**VOTRE TÂCHE:**
Recopiez mot pour mot le passage du texte sur les poètes épiques compris entre « Après avoir levé » et « l’Iliade & de l’Enéide. », ces deux bornes incluses.

**DOCUMENT:**
§ §
Ils ont tous deux dans l’expression quelque chose de divin. On ne peut dire mieux, avec plus de force, de noblesse, d’harmonie, de précision, ce qu’ils disent l’un & l’autre : & plutôt que de les comparer dans cette partie, il faut prendre la pensée du petit Cyrus & dire : « Mon grand-pere est le plus grand des Medes, & mon pere le plus beau des Perses ». Domitius Afer répondit à peu-près la même chose à quelqu’un qui lui demandoit son opinion sur le mérite des deux poëtes : Virgile, dit-il, est le second, mais plus près du premier que du troisieme.

Après avoir levé les yeux vers Homere & Virgile, il est inutile de les arrêter long-tems sur leurs copistes. Je passerai donc légerement en revûe Statius & Silius Italicus ; l’un inégal & timide, l’autre imitateur encore plus foible de l’Iliade & de l’Enéide.

Stace, ou plutôt Publius Papinius Statius, vivoit sous le regne de Domitien. Il obtint les bonnes graces de cet empereur, & lui dédia sa Thébaïde poëme de douze chants. Quelques louanges que lui ait donné Jules Scaliger, tous les gens de goût trouvent qu’il peche du côté de l’art & du génie : sa diction, quoiqu’assez fleurie, est très-inégale ; tantôt il s’éleve fort haut, & tantôt il rampe à terre. C’est ce qui a fait dire assez ingénieusement à un moderne, qu’il se représentoit sur la cime du Parnasse, mais dans la posture d’un homme qui n’y pouvant tenir, étoit sur le point de se précipiter. Ses vers cadencent à l’oreille sans aller jamais au cœur. Son poëme n’est ni régulier, ni proportionné, ni même épique, car les fictions qui s’y trouvent sentent moins le poëte que l’orateur timide, ou l’historien méthodique. Ses sylves, recueil de petites pieces de vers sur différens sujets, plaisent davantage, parce que le style en est pur & naturel. Son Achilléide est le moindre de ses écrits, mais c’est un ouvrage auquel il n’a point mis la derniere main. La mort le surprit vers la centieme année de Jesus-Christ, dans le tems qu’il retouchoit le second chant. Enfin lui-même reconnoît qu’il n’a suivi Virgile que de fort loin, & qu’en baisant ses traces qu’il adoroit ; c’est un sentiment de modestie, dont il faut lui tenir compte. Nous avons une belle & bonne édition de ses œuvres faite à Paris en 1618 in-4°. M. de Marolles en a donné une traduction françoise, mais beaucoup trop négligée & à laquelle il manque les notes d’érudition.
§ §
**DONNÉES EXTRAITES:**
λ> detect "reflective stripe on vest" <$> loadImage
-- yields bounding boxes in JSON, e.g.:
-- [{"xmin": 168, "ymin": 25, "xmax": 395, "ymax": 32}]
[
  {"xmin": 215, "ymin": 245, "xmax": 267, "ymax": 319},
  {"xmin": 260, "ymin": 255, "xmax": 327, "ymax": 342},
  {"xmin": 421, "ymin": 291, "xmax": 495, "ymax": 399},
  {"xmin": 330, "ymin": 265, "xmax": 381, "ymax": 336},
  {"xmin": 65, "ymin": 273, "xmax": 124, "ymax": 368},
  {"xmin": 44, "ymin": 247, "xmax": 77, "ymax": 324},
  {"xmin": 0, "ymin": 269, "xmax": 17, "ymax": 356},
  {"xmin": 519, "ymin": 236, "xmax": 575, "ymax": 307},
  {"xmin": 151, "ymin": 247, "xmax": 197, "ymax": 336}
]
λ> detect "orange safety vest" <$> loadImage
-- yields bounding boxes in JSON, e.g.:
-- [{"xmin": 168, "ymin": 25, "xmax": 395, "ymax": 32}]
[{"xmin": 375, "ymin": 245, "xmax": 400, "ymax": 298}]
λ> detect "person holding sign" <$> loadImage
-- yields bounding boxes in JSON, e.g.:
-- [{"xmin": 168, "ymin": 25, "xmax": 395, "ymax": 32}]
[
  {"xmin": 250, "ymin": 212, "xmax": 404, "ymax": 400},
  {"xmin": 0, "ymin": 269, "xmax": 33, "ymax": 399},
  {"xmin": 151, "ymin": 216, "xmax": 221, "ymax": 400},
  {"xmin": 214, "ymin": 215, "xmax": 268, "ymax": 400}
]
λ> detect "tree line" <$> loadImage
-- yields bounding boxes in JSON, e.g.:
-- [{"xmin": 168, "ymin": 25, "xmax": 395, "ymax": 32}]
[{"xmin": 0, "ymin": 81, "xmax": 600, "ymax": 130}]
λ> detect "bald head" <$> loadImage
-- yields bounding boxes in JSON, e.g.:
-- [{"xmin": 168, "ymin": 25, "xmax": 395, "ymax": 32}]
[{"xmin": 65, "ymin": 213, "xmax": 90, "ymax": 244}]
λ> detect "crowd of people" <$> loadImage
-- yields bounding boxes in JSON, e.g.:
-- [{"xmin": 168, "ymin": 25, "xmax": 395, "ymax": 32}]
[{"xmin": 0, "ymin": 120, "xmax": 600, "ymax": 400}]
§ §
**RÉSULTAT OBTENU:**
Après avoir levé les yeux vers Homere & Virgile, il est inutile de les arrêter long-tems sur leurs copistes. Je passerai donc légerement en revûe Statius & Silius Italicus ; l’un inégal & timide, l’autre imitateur encore plus foible de l’Iliade & de l’Enéide.